_Travail demandé_: Pourriez-vous prolonger le texte sur les acteurs de la e-santé en écrivant la suite de sa dernière ligne ?

6Ils fonctionnent ainsi comme de nouveaux intercesseurs sociaux, passerelles entre des sphères d’action jusqu’alors encore distantes et jouent un rôle essentiel « d’innovateurs périphériques », au plus près des instances politiques (Guillemard, 1988, p. 126). Leur positionnement contribue à rendre visibles de nouvelles tâches et de nouveaux registres d’activités, susceptibles d’amener dans un second temps les professions existant antérieurement à réajuster leur position, et leurs interrelations.
« On est un think tank, un club qui a vocation à réfléchir et à aider la réflexion, la production d’idées. On est en train de produire un livre blanc qui va s’intituler “préconisations pour la e-santé 2014”. Il y a 50 préconisations pour nos ministres, nos décideurs institutionnels, pour les entreprises, les utilisateurs. Ce think tank organise des journées, deux journées nationales au printemps et en octobre et aussi des délégations à l’étranger. On est également un observatoire car on a une connaissance de tout ce qui se passe en e-santé en France et on produit des lettres d’information, des lettres de veille, etc. Et puis on a aussi une autre fonction, qu’on a développé avec le temps, c’est l’accompagnement de projets pilotes : on a acquis une compétence dans l’accompagnement collectif de ces projets qui sont complexes. Ce qui relève du travail en commun d’acteurs qui ont chacun un pré carré à défendre… évidemment, les NT introduisent des changements que les acteurs ne sont culturellement pas prêts à accepter mais quand on les accompagne bien, ils peuvent les accepter car ils se rendent compte que ça leur apporte un plus. Là on apporte de la méthodologie… »
entretien, Centre expert du CNR santé.

(Données d'expressions référentielles)
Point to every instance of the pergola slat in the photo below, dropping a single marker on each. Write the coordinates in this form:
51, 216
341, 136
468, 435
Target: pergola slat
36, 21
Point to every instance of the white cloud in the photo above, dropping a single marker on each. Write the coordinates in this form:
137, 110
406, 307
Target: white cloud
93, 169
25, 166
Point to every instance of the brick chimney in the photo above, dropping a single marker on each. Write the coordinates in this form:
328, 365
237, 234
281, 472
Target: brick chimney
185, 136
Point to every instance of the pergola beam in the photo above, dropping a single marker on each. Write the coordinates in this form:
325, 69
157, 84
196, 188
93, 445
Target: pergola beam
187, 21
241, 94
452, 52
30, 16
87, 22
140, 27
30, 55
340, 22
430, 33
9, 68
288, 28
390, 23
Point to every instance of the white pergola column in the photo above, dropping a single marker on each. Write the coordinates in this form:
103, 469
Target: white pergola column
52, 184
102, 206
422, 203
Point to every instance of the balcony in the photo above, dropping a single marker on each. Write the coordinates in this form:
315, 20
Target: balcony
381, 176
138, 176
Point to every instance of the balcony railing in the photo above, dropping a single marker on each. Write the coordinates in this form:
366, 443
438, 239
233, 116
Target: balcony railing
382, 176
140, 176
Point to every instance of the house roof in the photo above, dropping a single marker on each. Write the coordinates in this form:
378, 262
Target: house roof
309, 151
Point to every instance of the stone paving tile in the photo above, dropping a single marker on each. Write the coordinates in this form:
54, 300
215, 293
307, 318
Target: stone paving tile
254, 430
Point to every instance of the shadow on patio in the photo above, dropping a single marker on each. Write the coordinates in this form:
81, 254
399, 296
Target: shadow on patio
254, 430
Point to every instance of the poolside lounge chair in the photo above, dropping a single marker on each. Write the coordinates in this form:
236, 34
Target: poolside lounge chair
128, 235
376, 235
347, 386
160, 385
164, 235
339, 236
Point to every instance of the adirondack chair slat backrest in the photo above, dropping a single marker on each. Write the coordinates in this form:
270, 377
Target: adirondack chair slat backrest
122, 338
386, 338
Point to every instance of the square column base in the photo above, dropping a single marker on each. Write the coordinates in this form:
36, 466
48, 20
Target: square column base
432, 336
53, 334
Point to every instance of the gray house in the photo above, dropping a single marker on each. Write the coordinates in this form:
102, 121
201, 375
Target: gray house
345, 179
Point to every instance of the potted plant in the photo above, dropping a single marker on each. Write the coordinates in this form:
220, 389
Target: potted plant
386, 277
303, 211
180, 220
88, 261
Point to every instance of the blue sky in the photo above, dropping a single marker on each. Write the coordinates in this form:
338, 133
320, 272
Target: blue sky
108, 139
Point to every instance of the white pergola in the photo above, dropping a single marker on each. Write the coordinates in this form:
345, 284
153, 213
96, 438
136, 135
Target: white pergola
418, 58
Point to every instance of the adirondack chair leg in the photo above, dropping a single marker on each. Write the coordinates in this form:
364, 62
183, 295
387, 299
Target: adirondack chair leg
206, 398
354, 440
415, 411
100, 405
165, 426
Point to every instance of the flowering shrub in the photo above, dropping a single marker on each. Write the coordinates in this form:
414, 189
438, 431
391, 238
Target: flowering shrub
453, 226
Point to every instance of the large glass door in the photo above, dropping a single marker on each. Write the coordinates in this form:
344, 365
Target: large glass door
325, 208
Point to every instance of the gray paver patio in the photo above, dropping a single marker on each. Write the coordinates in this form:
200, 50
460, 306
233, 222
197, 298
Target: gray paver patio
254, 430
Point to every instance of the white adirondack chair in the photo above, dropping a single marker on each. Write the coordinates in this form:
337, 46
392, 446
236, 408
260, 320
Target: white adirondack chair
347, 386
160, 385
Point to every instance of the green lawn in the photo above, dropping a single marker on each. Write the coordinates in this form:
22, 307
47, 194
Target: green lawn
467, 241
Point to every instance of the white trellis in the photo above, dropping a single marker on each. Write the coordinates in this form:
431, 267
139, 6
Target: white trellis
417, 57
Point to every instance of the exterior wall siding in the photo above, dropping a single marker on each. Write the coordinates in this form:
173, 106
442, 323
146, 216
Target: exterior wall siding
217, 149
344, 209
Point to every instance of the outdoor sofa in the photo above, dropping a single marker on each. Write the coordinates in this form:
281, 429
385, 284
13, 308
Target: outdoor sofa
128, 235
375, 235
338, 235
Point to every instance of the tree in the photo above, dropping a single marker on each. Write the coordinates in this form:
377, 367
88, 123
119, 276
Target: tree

_Réponse au problème_:
7Un secteur socio-économique semble ainsi en cours d’organisation (Jobert, Muller, 1987) Les opportunités économiques de ce développement sectoriel sont au cœur du troisième rapport du Centre d’analyse stratégique (CAS) publié en 2011, « France 2030 : cinq scénarios de croissance ». Le développement des TIC et leur synergie avec les domaines de la santé et de l’autonomie (CAS, 2011) apparaissent nettement au cœur des scénarios de croissance envisagés.
8Le nouveau système d’action légitimé par l’État en ce domaine vient bousculer les frontières des actions de développement économique classique et des actions sociales et sanitaires. Au niveau local également, les initiatives développées concourent à des remaniements du même ordre.
Une reconfiguration des systèmes d’action locaux : une dynamique bottom up
9Au niveau territorial, légitimés par l’État dans leur fonction de pilote des politiques de la vieillesse (Lafore, 2004), les départements, explorent de nouveaux domaines d’action et s’aventurent à la recherche de nouvelles alliances dans les sphères économiques, sociales, sanitaires, soutenus dans cette démarche par les « innovateurs experts » que sont les centres experts du CNR. Dans le projet DOMO Creuse comme dans le projet Autonom’adom en Isère, se trouvent mobilisés des acteurs publics – collectivités territoriales, caisses de Sécurité sociale, services sanitaires et sociaux, hôpitaux, centres de recherche… – et des acteurs privés, industriels de grande envergure ou start-up en pointe. À Grenoble comme à Guéret, les conseils départementaux s’allient avec des industriels locaux ou régionaux pour proposer de nouveaux services à partir de solutions technologiques. À travers ces nouveaux projets qui mobilisent des acteurs jusqu’alors absents des sphères de définition de l’action médicosociale en direction des personnes âgées, le périmètre d’action et le leadership des conseils départementaux tendent à s’étendre et les frontières sectorielles se trouvent déplacées.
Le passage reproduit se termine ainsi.